* _YOUR GOAL_
Continue the passage about recording equipment as gifts for medical workers from the point where it stops.

A small cassette tape recorder is an excellent present, There are two quite good makes, a little over six inches long, and one at half the cost of the other. They will record and play back music on standard cassettes. More important, they will do the same for lectures and for papers in ,preparation. With the addition of a foot switch, they save time in the final stage of preparation before typing a first draft of a paper.

Although it may not yet be evident to organizations interested in postgraduate education, by 1972 they may well be stocking a large range of these cassettes, recording the talks of local and overseas speakers with the minimum of fuss and effort using high-quality unobtrusive portable instruments. The cassettes will be posted in standard little cardboard packets with equally little fuss.

Rather more expensive, but likely to be much appreciated by those who record some of their clinical or laboratory work for medical journals, is a best-quality "Polaroid" camera, with close-up accessories and a carrying bag. For medical work its main advantage is that the completed print is available in a few seconds, rather than in a few days taken by professional photographers and conventional cameras. Prints from "Polaroid" cameras can be quite acceptable to medical editors, even if their standard is not as high as that of prints from properly trained photographers. Having the illustration available so quickly, however, is a great help during the preparation of a manuscript "bis dat cui cito dat *", as Hamilton Bailey said in relation to emergency surgery. For those with an aggressive accountant, a leasing arrangement for the acquisition of this item might be an advantage.

At the top of this brief list, for presentation by a wife who has just won a lottery or submitted the best advertising-competition jingle of them all, is the purchase of a video-tape camera, recorder, monitor and tape. Two thousand dollars over the counter, and you can have the lot gift-wrapped and carried to your waiting car, for black and white anyway. Colour video is a little dearer. For the keen student of those manual procedures which loom so large in medical work, there can be no better equipment to act as the magic mirror for which the Scots poet Robert Burns yearned. One waits patiently, but hopefully.

"He gives in double measure who gives quickly"

* _EXTRACTED RECORDS_
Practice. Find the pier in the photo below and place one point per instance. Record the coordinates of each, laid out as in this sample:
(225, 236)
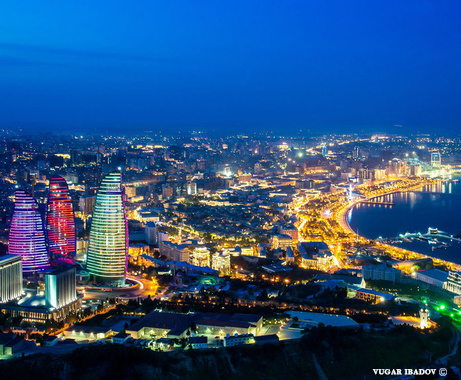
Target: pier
(370, 202)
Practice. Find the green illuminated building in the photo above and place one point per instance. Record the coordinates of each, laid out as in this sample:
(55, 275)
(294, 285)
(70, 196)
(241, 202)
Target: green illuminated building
(108, 247)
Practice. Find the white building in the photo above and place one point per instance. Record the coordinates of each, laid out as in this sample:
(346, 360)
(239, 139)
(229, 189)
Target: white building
(381, 272)
(151, 233)
(201, 257)
(235, 340)
(221, 262)
(174, 252)
(453, 283)
(61, 287)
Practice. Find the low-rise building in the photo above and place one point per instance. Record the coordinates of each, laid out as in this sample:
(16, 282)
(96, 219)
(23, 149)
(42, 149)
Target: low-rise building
(201, 257)
(453, 283)
(121, 338)
(282, 241)
(198, 342)
(174, 252)
(267, 339)
(236, 340)
(221, 262)
(371, 296)
(435, 277)
(89, 333)
(381, 272)
(290, 256)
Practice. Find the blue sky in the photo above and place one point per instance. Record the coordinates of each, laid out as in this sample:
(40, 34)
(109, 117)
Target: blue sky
(322, 66)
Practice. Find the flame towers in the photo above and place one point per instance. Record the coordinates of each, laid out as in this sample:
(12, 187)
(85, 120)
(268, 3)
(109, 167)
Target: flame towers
(60, 222)
(108, 247)
(27, 234)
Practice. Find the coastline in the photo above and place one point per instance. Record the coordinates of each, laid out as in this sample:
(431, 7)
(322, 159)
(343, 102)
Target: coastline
(342, 219)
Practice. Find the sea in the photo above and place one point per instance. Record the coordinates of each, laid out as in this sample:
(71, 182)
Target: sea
(437, 206)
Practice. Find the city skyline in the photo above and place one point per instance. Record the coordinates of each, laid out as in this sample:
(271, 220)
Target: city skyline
(249, 66)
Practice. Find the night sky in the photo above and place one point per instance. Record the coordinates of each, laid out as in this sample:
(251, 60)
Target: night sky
(319, 66)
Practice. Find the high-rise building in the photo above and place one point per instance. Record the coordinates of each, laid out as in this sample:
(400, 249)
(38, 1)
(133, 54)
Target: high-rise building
(108, 248)
(60, 287)
(324, 150)
(436, 159)
(60, 222)
(27, 234)
(151, 233)
(10, 277)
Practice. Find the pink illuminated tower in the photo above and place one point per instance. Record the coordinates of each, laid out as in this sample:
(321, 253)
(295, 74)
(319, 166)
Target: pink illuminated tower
(60, 222)
(27, 234)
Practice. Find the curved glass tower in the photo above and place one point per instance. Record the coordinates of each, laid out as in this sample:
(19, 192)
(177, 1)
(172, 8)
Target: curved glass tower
(60, 222)
(108, 249)
(27, 234)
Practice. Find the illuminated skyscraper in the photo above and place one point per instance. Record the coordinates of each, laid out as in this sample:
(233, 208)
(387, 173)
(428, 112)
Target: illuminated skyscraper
(27, 234)
(60, 222)
(108, 248)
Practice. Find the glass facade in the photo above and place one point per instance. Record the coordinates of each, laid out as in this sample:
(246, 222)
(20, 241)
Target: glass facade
(60, 222)
(107, 257)
(27, 234)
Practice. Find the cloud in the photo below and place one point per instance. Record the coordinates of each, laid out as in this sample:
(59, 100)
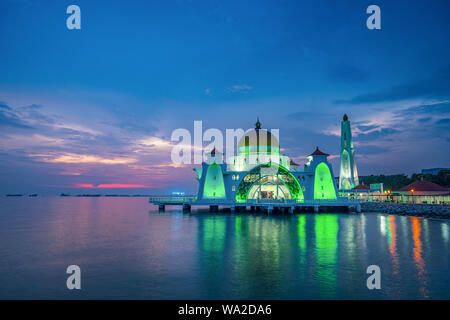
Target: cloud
(422, 120)
(9, 118)
(243, 88)
(347, 73)
(371, 149)
(82, 158)
(437, 86)
(377, 134)
(108, 186)
(445, 121)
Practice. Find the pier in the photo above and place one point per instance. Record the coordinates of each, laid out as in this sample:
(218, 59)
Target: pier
(258, 205)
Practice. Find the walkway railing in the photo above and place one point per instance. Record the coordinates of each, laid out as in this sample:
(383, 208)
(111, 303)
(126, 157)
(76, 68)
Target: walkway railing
(172, 199)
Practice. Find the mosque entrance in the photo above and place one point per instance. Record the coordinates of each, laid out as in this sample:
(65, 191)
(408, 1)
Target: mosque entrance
(269, 187)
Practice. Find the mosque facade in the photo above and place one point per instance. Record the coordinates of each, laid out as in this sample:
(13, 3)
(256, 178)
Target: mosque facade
(260, 171)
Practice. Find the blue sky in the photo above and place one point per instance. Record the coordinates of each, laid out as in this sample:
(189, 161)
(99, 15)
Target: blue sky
(97, 106)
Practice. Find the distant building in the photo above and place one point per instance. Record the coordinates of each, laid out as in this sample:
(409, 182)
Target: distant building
(348, 175)
(433, 171)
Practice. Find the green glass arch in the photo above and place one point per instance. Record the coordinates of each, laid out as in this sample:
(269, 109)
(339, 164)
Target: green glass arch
(254, 175)
(323, 183)
(214, 186)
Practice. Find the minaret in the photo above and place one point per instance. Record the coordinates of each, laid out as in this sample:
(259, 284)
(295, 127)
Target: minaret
(348, 175)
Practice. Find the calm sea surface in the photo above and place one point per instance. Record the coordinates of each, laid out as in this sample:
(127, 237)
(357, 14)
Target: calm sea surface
(128, 250)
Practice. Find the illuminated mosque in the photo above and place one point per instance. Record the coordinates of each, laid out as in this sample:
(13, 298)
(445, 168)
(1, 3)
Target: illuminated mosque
(259, 171)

* _ANSWER_
-o0o-

 
 

This was yet another uninvited editorial written over an evening or two for the Medical Journal of Australia December 20, 1969 p122-3

I'm no good at buying presents for birthdays, Christmas or other occasions except for myself. This time of my life was one of extended childhood, when I would walk through hardware shops wondering what devices for the kitchen or workshop might be useful in the operating theatre or medical practice elsewhere.

Any devices with a medical label were automatically more expensive, partly for good reasons such as documentation, higher built-in reliability and safety, and much smaller turnover, as well as a heavy up-market image.

Interesting, a Zeiss 2.2 dioptre loupe cost $38 then. Ten or 15 years later a custom loupe from Designs for Vision of New York cost over $1000.

By contrast a very basic video system cost $2000 then, and today far less for a hugely more powerful system. Moore 's Law is at work. Moore was the founder of Intel, the world's biggest maker of integrated circuits for memory and other computer components. The popular version of his law – not the way he remembers stating it – says the cost of chips halve and their power doubles every year. That means a factor of 1024 every ten years and over a million in 20 years, which is what has roughly been happening.

This is why there is the remorseless technical development of computing devices in medicine, partly because it can be done and therefore must be done and partly because of accelerating growth of expectations both by doctors and society even if this means massive 'overkill' (a better word please?) and waste at times.